▸ Problem description
What you return must match the records word for word, except that images are dropped.

▸ Given entries
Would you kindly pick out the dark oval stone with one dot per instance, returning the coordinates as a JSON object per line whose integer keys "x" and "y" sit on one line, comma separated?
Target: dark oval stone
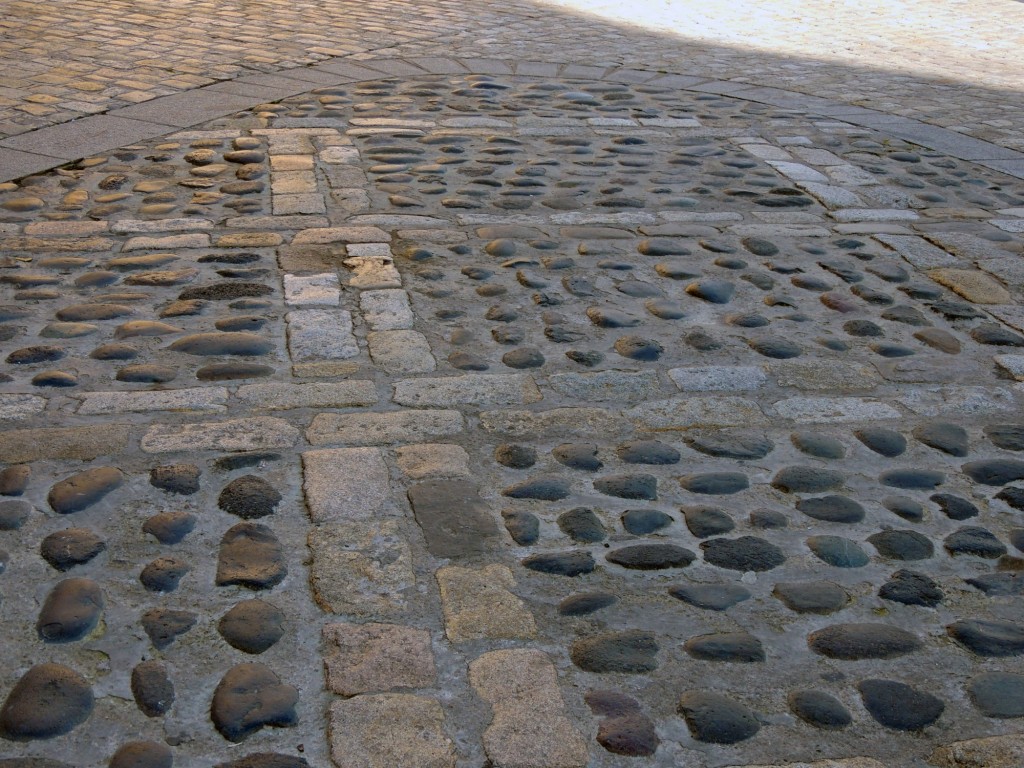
{"x": 832, "y": 509}
{"x": 819, "y": 709}
{"x": 152, "y": 688}
{"x": 972, "y": 540}
{"x": 837, "y": 551}
{"x": 912, "y": 479}
{"x": 994, "y": 471}
{"x": 169, "y": 527}
{"x": 630, "y": 651}
{"x": 715, "y": 719}
{"x": 524, "y": 527}
{"x": 516, "y": 457}
{"x": 83, "y": 489}
{"x": 644, "y": 521}
{"x": 986, "y": 637}
{"x": 811, "y": 597}
{"x": 650, "y": 556}
{"x": 910, "y": 588}
{"x": 706, "y": 521}
{"x": 544, "y": 487}
{"x": 582, "y": 525}
{"x": 249, "y": 697}
{"x": 902, "y": 545}
{"x": 252, "y": 626}
{"x": 997, "y": 694}
{"x": 949, "y": 438}
{"x": 586, "y": 602}
{"x": 857, "y": 641}
{"x": 801, "y": 479}
{"x": 715, "y": 483}
{"x": 578, "y": 456}
{"x": 49, "y": 700}
{"x": 711, "y": 596}
{"x": 898, "y": 706}
{"x": 165, "y": 626}
{"x": 726, "y": 646}
{"x": 628, "y": 486}
{"x": 66, "y": 549}
{"x": 744, "y": 553}
{"x": 570, "y": 563}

▸ Solution for this task
Would you kindly pick out the dark oval stone with one dot per instance, returning the coordinates as a JSON object per line whose integer keys "x" and "y" sit on one line, comma separated?
Target: dark oval stone
{"x": 832, "y": 509}
{"x": 819, "y": 709}
{"x": 152, "y": 688}
{"x": 972, "y": 540}
{"x": 837, "y": 551}
{"x": 912, "y": 479}
{"x": 994, "y": 471}
{"x": 169, "y": 527}
{"x": 630, "y": 651}
{"x": 715, "y": 719}
{"x": 524, "y": 527}
{"x": 516, "y": 457}
{"x": 83, "y": 489}
{"x": 644, "y": 521}
{"x": 986, "y": 637}
{"x": 811, "y": 597}
{"x": 650, "y": 556}
{"x": 910, "y": 588}
{"x": 706, "y": 521}
{"x": 544, "y": 487}
{"x": 582, "y": 525}
{"x": 249, "y": 697}
{"x": 902, "y": 545}
{"x": 252, "y": 626}
{"x": 997, "y": 694}
{"x": 949, "y": 438}
{"x": 586, "y": 602}
{"x": 857, "y": 641}
{"x": 801, "y": 479}
{"x": 715, "y": 483}
{"x": 578, "y": 456}
{"x": 49, "y": 700}
{"x": 711, "y": 596}
{"x": 898, "y": 706}
{"x": 165, "y": 626}
{"x": 726, "y": 646}
{"x": 628, "y": 486}
{"x": 66, "y": 549}
{"x": 744, "y": 553}
{"x": 570, "y": 563}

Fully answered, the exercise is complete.